_WRITTEN PROBLEM_:
Please continue the forum thread below about Hadoop wordcount output, starting right after its last sentence.

::: TEXT SEGMENT

Reputation: 281
I am new to hadoop and am running some of the examples to become more familiar with it. I ran wordcount and when I went to check the output hadoop fs -cat outt
I got 3 directories instead of the usual one named outt/part-00000. Here are the directories I have:
-rw-r--r-- 1 hadoop supergroup 0 2014-07-11 20:13 outt/_SUCCESS
-rw-r--r-- 1 hadoop supergroup 15 2014-07-11 20:13 outt/part-r-00000
-rw-r--r-- 1 hadoop supergroup 0 2014-07-11 20:13 outt/part-r-00001
When I do hadoop fs -cat outt/_SUCCESS
and hadoop fs -cat outt/part-r-00001
, nothing appears. However, when I do hadoop fs -cat outt/part-r-00000
I get: record_count 1.
My file just says "Hello World" so I am expecting the result: Hello 1 World 1.
Does anyone know how to get the correct output?
Upvotes: 0
Views: 579
Reputation: 13402
When you are doing hadoop fs -cat outt/part-r-00000
and getting output as : record_count 1
Which mean probably you are counting the number of lines in the input file.
Once you read a line, you need to tokenize the line and take each word (token) out of this.
Here is sample code:
String line = value.toString();
StringTokenizer tokenizer = new StringTokenizer(line);
while (tokenizer.hasMoreTokens()) {
word.set(tokenizer.nextToken());
context.write(word, one);
}
You can find the full code here: WordCount
Here instead of StringTokenizer
you can you split method of java API.

::::::
::: DATA SUPPLIED

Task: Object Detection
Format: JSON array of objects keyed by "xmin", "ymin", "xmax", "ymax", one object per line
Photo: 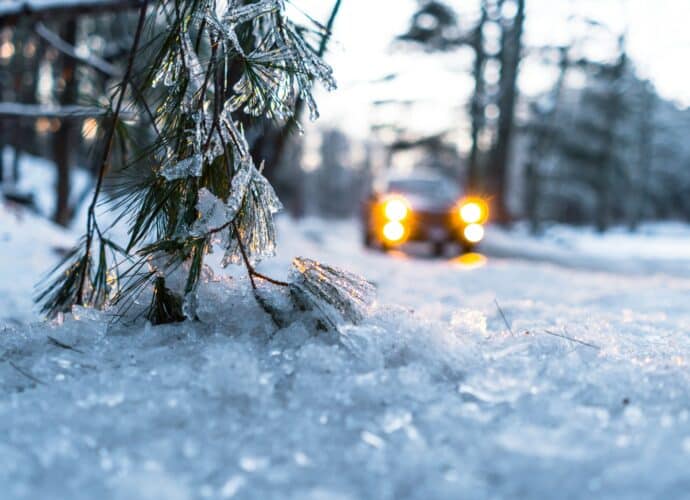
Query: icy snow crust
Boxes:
[{"xmin": 0, "ymin": 217, "xmax": 690, "ymax": 500}]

::::::

_TASK OUTPUT_:
Upvotes: 1
Reputation: 518
1.)The _success and part-r-00000/1 are not directories but files. Directory is more like a set of files and other directories
2.) _Success file is automatically created by hadoop if the submitted job is performed successfully by all the nodes and reducers and the result set is complete.
3.)If you are getting two part files it implies that you have two reducers in your job description. Check the code to find if there is any statement like job.setNumReduceTasks(2);
. The part named 00000 is the output of first reducer and 00001 is the output of the second reducer. 'r' implies that the output is from reducer. If see 'm' instead of 'r' it means that you dont have a reducer and the job is map only job.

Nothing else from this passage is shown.